Text provided:
[start]
# Some from Saturday



## trout chaser (Oct 21, 2005)

Comments welcome


----------



## chicapesca (Jun 7, 2004)

I like all of them, but the second one is my favorite. Very nice.


----------



## LIONESS-270 (May 19, 2005)

I like em all TC but my judgement is based on contents....#2 is a place I would Kayak, #3 is a place I would use my metal detector...and #4 is canoe country...I don't have Tec knowledge about the art of Photography....but I know what I like.....Good Pics...


----------



## GoingCoastal (May 24, 2004)

I like the Barn pic. 

Dave


----------



## MT Stringer (May 21, 2004)

I like the first one because of the way you shot the pic. The road leads the eye to the bridge, which is the center of attention.
Mike


----------



## RustyBrown (May 29, 2004)

*I just came in from outside...*

It's been tough to shoot recently. We've been suffering from WSS (white sky syndome). You did a good job of getting some color in it, but man it's been tough. Moon at 99% tonight rising at 5:35. Will we get to see it - probably not. Sorry - it's just a Monday rant.

I like #3 the best for the detail of the barn/shack. By framing it next to the tree on the left it helps to accentuate the lean the building has. Cactus in front provides more foreground interest and you didn't feel that you had to place the subject in the center of the frame, which make the viewer have to work for it a little (this is a good thing). Nice job in all of these.

It's good to see that different members like different ones the best.:cheers:


----------



## pelican (May 22, 2004)
[end]
Dataset section:
[start]
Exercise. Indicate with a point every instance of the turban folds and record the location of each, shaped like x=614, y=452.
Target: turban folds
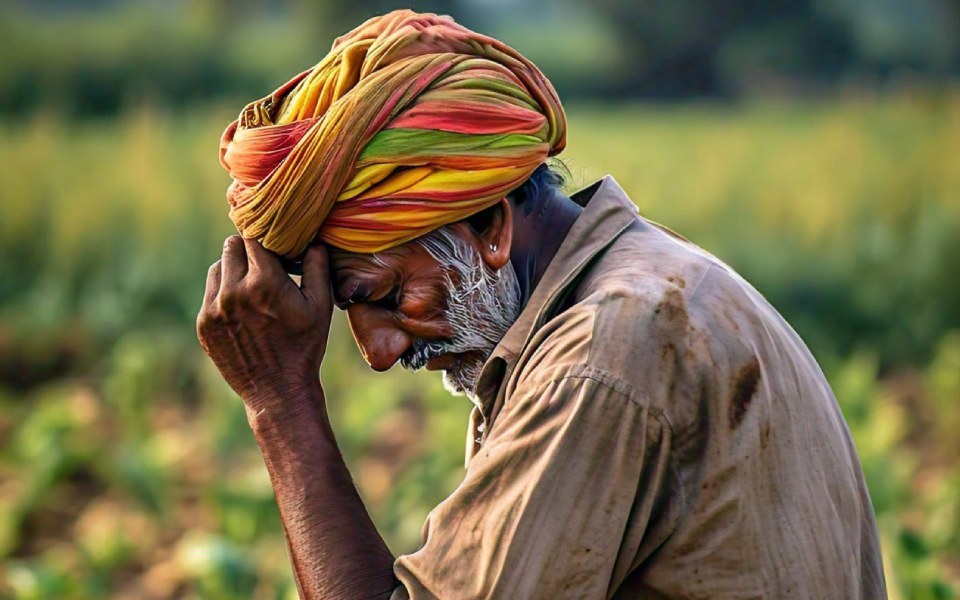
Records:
[end]
Please return the part of the forum thread starting at "It's been tough to" and ending at "all of these.", copied word for word. The listing comes from a different source than the forum thread.

Correct output:
It's been tough to shoot recently. We've been suffering from WSS (white sky syndome). You did a good job of getting some color in it, but man it's been tough. Moon at 99% tonight rising at 5:35. Will we get to see it - probably not. Sorry - it's just a Monday rant.

I like #3 the best for the detail of the barn/shack. By framing it next to the tree on the left it helps to accentuate the lean the building has. Cactus in front provides more foreground interest and you didn't feel that you had to place the subject in the center of the frame, which make the viewer have to work for it a little (this is a good thing). Nice job in all of these.